Written exercise A:
Reproduce the snscrape issue thread below in full, character for character.

Text segment:

···

JustAnotherArchivist / snscrape

A social networking service scraper in Python
GNU General Public License v3.0
4.31k stars 698 forks source link

twitter: KeyError: 'content-type' #21

Closed ivan closed 5 years ago

ivan commented 5 years ago

This happens (infrequently) when scraping a twitter-user; it looks spurious and not related to a specific user:

Traceback (most recent call last):
  File "/home/grab/sns-venv/bin/snscrape", line 11, in <module>
    load_entry_point('snscrape==0.1.3', 'console_scripts', 'snscrape')()
  File "/home/grab/sns-venv/lib/python3.7/site-packages/snscrape/cli.py", line 59, in main
    for i, item in enumerate(scraper.get_items(), start = 1):
  File "/home/grab/sns-venv/lib/python3.7/site-packages/snscrape/modules/twitter.py", line 63, in get_items
    responseOkCallback = self._check_json_callback)
  File "/home/grab/sns-venv/lib/python3.7/site-packages/snscrape/base.py", line 99, in _get
    return self._request('GET', *args, **kwargs)
  File "/home/grab/sns-venv/lib/python3.7/site-packages/snscrape/base.py", line 72, in _request
    success, msg = responseOkCallback(r)

···

[Coordinate annotation records]
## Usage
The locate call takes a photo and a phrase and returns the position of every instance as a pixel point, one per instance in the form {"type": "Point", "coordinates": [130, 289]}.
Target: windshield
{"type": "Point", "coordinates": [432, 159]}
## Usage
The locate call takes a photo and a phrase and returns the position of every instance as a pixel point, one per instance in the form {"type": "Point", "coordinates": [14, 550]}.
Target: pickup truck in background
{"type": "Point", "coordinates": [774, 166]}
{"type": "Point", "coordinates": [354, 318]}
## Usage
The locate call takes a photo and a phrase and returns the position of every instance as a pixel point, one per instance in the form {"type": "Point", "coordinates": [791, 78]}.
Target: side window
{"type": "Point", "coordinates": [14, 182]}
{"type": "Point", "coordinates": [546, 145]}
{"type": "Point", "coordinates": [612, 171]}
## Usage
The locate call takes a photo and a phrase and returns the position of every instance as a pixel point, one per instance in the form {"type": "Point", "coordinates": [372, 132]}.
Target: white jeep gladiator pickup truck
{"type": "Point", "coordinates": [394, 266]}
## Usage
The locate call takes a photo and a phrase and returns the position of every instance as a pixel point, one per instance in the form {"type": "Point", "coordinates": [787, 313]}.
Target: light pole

···

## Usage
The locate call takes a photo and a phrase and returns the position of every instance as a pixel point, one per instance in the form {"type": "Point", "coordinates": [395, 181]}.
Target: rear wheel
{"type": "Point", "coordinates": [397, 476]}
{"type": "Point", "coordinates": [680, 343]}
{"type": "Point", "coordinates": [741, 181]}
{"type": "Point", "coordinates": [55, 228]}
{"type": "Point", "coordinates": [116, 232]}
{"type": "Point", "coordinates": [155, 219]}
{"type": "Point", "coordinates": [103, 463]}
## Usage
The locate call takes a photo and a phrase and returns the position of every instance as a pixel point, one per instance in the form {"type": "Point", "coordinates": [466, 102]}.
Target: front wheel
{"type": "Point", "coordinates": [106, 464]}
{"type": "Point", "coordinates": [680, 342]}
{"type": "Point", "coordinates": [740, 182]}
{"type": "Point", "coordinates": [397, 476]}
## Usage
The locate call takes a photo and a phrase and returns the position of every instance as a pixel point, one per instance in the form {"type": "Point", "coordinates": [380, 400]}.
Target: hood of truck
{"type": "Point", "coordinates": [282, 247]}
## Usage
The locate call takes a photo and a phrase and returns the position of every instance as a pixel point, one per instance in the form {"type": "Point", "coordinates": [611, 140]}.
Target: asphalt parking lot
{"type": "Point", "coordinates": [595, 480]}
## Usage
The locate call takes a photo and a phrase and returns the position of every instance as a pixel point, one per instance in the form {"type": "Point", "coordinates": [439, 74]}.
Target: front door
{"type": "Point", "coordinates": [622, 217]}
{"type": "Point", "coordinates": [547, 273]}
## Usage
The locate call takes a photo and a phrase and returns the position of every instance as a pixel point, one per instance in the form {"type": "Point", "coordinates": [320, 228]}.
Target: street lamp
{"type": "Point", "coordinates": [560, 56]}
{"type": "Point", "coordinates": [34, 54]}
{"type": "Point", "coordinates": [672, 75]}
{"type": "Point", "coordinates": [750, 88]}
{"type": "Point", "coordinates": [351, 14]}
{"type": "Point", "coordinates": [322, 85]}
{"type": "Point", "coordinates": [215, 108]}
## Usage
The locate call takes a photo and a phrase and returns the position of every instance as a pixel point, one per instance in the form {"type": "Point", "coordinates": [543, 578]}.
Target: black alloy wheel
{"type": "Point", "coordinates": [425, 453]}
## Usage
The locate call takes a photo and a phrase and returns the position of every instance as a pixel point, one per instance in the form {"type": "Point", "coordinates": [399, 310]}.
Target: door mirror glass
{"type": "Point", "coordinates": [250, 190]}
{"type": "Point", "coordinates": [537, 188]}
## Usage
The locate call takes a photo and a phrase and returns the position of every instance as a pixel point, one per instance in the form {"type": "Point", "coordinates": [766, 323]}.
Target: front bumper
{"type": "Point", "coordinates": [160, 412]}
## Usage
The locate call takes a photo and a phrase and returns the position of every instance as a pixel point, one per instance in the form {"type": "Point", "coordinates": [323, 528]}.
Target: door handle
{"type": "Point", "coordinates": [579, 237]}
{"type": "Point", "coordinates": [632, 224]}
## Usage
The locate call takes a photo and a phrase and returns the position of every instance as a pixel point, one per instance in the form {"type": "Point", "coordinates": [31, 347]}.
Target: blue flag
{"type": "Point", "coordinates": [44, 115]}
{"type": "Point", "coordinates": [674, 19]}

···

Written exercise B:
Please pull out every line of the records above that contains the string "wheel". Matching is case-sensitive.

Written solution A:
JustAnotherArchivist / snscrape

A social networking service scraper in Python
GNU General Public License v3.0
4.31k stars 698 forks source link

twitter: KeyError: 'content-type' #21

Closed ivan closed 5 years ago

ivan commented 5 years ago

This happens (infrequently) when scraping a twitter-user; it looks spurious and not related to a specific user:

Traceback (most recent call last):
  File "/home/grab/sns-venv/bin/snscrape", line 11, in <module>
    load_entry_point('snscrape==0.1.3', 'console_scripts', 'snscrape')()
  File "/home/grab/sns-venv/lib/python3.7/site-packages/snscrape/cli.py", line 59, in main
    for i, item in enumerate(scraper.get_items(), start = 1):
  File "/home/grab/sns-venv/lib/python3.7/site-packages/snscrape/modules/twitter.py", line 63, in get_items
    responseOkCallback = self._check_json_callback)
  File "/home/grab/sns-venv/lib/python3.7/site-packages/snscrape/base.py", line 99, in _get
    return self._request('GET', *args, **kwargs)
  File "/home/grab/sns-venv/lib/python3.7/site-packages/snscrape/base.py", line 72, in _request
    success, msg = responseOkCallback(r)

Written solution B:
Target: rear wheel
Target: front wheel
Target: black alloy wheel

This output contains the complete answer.